* [Selected text]:
※
While the war had been over for several months by that point, the future of the country was still very much undecided. Would the states be able to coexist as one people? Would the democratic experiment devolve into chaos and ruin? Could America coexist on the same continent as the Empire with whom they’d spent the last eight years fighting? 

In many ways, the Treaty set out to answer those questions and, in so doing, helped establish a clear path forward for the new nation. 

In addition to granting formal recognition of the United States as a sovereign, independent country, the agreement also expanded the US borders and paved the way for westward expansion while establishing clear boundaries with Britain. 

The treaty was also designed, however, to help bring peace to the people. 

During the war, there were many who remained loyal to England but wanted to stay in America once the fighting stopped. To help ease their transition, Congress agreed to recommend that the states treat them fairly and return any property that had been confiscated during the war. 

While that didn’t always happen, the fact that both parties agreed to make it a priority shows that our founding fathers valued moving forward more than exacting vengeance for any perceived wrongs from the past.
※
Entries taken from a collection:
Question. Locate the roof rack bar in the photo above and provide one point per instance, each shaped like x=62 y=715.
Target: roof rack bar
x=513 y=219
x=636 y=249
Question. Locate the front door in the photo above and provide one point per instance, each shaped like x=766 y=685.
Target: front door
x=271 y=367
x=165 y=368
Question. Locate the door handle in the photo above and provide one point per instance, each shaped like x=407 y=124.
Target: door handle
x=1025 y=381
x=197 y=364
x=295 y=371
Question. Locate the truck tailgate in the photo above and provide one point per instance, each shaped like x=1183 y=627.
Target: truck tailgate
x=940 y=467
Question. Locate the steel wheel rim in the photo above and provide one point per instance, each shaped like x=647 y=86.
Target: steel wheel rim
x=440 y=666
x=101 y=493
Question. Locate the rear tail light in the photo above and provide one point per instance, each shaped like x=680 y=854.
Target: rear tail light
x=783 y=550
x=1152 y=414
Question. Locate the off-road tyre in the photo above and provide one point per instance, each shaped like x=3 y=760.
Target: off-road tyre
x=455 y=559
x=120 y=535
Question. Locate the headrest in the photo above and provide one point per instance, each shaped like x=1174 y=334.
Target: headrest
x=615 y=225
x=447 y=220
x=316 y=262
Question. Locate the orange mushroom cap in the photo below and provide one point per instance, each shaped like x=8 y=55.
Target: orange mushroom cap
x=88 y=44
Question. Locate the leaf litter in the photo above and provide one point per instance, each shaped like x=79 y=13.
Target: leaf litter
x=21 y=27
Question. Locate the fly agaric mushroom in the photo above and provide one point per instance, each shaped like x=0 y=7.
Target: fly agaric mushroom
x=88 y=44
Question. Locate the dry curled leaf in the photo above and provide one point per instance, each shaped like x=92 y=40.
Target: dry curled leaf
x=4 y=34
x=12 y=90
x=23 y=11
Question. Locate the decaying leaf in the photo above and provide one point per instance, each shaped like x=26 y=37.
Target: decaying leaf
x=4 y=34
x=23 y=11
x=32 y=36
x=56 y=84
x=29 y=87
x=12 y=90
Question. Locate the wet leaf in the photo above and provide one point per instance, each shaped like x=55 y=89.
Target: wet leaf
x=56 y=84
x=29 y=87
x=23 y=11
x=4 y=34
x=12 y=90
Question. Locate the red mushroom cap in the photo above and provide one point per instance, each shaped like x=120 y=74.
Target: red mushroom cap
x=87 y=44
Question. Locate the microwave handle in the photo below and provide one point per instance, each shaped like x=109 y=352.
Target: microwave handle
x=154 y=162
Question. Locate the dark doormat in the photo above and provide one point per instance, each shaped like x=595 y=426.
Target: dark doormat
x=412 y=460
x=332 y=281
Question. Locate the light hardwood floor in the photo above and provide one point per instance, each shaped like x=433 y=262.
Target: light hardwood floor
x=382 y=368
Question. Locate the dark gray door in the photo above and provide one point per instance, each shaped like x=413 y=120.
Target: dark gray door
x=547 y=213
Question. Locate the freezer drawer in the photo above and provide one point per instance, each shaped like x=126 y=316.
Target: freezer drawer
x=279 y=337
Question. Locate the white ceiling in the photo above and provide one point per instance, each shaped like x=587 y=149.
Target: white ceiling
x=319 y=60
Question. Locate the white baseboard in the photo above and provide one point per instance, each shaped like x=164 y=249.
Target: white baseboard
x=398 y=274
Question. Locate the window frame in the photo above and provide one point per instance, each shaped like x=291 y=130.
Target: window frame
※
* [Objective 1]: In the passage about the treaty, what did Congress agree to recommend that the states do for people who had stayed loyal to England?
* [Objective 2]: Carry on the passage about the treaty after its final sentence.

* [Exercise response 1]: Treat them fairly and return any property confiscated during the war.

* [Exercise response 2]:
That’s not always how such treaties work, however. 

After World War I, for example, the Treaty of Versailles was designed more to punish Germany than to provide a lasting peace, and the result was an even costlier war a few decades later. Had the American delegation pursued a similar path, it’s unlikely our nation would resemble what it is today. 

Learning from the past

While our nation is not currently at war, recent events have highlighted the fact that we now stand at a crossroads where people on both sides of the political aisle face a similar choice to that of our founding fathers some 237 years ago. 

Will we hold onto the pain and grudges of the past, or will we focus instead on forging a better path forward? 

As Christians, that should be an easy choice for us. Scripture is clear that God calls us to repent when we’ve been in the wrong (Matthew 5:23–24) and forgive when we’ve been wronged (Colossians 3:13). How we move forward from this election, regardless of whether or not you agree with the outcomes, will reverberate in our culture for years to come. 

The lost around us are watching and, in many cases, expecting us to make the wrong choice with regards to which path we will choose. The good news is that that expectation presents a unique and important opportunity if we will choose to take advantage of it. 

One of the ways in which I believe God is looking to redeem the current state of our culture is by making it easier than it’s been in a very long time for Christians to stand out for something good rather than something bad. When Judeo-Christian values were largely the norm, simply living in accordance with Christ’s teachings was easy to ignore. 

But that’s no longer the case. Now it really doesn’t take much to stand out if we simply choose to extend God’s love and grace to those around us.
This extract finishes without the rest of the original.